What to work on
Rewrite the listing from the line that contains "Where can the cabinet door" through the line that contains "pixel 164 238", replacing "Dots" with "Points" and leaving everything else unchanged.

Record set

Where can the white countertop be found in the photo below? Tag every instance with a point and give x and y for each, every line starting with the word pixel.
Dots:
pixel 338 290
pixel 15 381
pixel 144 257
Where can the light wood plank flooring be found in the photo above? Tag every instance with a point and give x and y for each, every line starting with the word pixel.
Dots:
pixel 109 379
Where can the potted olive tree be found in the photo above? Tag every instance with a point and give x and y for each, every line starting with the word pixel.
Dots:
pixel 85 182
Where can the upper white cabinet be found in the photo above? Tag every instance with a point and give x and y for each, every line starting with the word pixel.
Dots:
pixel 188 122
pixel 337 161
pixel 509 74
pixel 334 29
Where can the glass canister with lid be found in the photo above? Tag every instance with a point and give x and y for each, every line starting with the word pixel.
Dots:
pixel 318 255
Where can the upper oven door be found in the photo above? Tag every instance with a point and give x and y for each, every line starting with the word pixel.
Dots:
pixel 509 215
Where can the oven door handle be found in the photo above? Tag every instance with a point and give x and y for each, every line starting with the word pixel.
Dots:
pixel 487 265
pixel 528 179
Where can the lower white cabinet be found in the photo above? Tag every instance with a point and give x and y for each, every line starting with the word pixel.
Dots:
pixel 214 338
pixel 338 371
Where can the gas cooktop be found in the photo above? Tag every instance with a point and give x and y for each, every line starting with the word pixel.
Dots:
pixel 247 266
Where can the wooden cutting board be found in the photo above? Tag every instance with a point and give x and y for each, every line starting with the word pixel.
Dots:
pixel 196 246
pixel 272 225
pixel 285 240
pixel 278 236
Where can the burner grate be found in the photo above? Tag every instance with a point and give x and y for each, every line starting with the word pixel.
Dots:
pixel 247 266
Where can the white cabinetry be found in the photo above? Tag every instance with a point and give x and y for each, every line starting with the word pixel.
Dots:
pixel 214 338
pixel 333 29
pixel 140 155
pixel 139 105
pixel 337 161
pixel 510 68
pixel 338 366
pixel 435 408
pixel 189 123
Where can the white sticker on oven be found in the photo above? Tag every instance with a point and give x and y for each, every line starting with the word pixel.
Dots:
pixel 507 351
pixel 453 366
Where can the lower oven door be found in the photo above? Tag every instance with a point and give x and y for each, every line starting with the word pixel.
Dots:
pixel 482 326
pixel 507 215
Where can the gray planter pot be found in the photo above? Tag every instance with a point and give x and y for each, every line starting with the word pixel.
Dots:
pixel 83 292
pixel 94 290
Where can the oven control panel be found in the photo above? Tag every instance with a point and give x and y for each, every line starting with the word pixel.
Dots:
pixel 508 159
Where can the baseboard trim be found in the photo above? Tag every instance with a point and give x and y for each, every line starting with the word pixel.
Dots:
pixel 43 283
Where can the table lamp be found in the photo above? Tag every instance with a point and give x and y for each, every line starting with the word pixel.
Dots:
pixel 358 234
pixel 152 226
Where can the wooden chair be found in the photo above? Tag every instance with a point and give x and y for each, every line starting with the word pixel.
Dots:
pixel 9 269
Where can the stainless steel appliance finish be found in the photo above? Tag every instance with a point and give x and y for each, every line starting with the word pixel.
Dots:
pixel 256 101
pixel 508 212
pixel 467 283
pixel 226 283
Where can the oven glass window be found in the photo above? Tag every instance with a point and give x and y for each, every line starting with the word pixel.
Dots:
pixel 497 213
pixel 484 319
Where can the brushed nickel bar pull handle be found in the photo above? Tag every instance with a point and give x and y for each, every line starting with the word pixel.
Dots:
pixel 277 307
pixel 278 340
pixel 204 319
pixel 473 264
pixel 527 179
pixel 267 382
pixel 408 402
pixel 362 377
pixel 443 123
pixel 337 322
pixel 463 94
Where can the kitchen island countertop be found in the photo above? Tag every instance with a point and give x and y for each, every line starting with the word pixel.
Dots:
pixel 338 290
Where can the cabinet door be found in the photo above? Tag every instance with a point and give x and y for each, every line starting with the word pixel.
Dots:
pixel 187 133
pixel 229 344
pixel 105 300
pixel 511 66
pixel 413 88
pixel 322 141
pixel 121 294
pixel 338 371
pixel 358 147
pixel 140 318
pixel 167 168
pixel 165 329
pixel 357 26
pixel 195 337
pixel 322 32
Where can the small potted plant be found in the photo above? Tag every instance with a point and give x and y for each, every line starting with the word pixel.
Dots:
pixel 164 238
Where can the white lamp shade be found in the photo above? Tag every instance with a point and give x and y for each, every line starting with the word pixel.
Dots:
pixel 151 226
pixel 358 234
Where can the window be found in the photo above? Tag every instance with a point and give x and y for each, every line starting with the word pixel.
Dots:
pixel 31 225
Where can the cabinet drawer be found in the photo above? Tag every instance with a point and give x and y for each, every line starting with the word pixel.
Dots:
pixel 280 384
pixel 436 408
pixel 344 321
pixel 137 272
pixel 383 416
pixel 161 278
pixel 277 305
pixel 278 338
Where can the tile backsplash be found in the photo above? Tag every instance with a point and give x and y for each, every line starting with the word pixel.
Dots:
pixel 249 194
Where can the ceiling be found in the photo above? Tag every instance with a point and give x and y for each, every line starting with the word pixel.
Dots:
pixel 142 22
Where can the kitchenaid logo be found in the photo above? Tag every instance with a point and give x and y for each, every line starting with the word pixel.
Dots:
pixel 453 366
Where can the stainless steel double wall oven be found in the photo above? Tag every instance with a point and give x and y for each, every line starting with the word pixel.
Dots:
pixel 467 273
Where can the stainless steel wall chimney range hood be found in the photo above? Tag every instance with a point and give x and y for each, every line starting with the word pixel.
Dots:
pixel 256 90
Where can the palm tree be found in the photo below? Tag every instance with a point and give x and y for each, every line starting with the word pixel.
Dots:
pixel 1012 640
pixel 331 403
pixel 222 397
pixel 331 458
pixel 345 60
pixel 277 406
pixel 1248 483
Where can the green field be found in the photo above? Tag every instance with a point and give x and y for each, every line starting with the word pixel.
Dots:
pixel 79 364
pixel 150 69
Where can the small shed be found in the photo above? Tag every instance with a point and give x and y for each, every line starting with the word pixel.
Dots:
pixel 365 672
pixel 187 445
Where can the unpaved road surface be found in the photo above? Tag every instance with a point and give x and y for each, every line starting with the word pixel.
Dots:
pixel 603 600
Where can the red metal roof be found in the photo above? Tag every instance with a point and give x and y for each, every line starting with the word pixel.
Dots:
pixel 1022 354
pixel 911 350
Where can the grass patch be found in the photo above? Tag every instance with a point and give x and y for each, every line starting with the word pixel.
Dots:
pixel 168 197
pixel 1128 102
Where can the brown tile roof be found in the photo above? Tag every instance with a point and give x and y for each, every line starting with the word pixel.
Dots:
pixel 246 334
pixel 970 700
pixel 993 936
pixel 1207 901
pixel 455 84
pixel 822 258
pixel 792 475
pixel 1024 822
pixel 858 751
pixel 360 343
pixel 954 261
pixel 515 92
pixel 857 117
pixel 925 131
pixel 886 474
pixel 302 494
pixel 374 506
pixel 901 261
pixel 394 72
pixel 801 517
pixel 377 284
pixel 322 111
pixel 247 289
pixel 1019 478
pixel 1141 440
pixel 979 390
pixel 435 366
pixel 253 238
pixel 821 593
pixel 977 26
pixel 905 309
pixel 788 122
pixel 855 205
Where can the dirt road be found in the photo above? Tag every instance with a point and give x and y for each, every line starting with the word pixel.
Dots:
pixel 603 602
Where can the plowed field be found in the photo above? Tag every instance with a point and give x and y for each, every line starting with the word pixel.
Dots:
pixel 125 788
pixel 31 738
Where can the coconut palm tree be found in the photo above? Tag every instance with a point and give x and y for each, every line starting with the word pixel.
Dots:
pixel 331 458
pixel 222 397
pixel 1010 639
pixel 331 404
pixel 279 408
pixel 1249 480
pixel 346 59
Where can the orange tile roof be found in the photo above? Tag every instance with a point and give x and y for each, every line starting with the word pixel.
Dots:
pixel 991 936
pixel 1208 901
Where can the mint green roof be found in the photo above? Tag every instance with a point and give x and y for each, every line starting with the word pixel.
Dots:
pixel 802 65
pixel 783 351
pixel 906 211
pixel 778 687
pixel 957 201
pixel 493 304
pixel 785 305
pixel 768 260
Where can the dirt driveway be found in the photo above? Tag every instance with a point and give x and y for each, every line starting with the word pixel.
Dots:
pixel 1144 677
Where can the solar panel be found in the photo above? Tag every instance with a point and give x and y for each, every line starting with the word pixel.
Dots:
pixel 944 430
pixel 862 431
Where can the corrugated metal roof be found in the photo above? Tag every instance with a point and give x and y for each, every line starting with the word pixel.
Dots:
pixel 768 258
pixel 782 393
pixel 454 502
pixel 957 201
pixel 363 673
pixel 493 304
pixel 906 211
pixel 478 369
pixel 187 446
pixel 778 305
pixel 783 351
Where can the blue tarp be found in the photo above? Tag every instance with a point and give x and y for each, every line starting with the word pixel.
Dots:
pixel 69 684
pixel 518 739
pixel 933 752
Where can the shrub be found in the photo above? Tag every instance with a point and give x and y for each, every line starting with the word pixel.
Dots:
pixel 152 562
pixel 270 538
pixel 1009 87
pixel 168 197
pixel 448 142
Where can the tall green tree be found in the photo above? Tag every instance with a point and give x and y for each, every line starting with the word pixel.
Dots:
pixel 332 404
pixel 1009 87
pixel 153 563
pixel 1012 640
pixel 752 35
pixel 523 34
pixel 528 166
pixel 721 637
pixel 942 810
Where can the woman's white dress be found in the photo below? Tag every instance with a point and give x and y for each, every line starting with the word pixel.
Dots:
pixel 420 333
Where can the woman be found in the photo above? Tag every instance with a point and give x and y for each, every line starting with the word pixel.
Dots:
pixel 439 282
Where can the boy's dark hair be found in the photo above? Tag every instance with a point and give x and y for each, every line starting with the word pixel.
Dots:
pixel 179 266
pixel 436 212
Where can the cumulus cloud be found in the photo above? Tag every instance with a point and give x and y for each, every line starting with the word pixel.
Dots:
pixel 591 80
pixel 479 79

The output
Where can the cabinet door be found in the photo above? Tag every instance with a point and give x and y for each, every line starting with the word pixel.
Points:
pixel 187 133
pixel 229 344
pixel 105 300
pixel 511 66
pixel 413 88
pixel 322 141
pixel 121 294
pixel 338 371
pixel 358 147
pixel 140 318
pixel 167 168
pixel 165 329
pixel 357 26
pixel 195 337
pixel 322 32
Where can the small potted plant be found in the photo above? Tag every instance with a point and give x and y for each, every line starting with the word pixel.
Points:
pixel 164 238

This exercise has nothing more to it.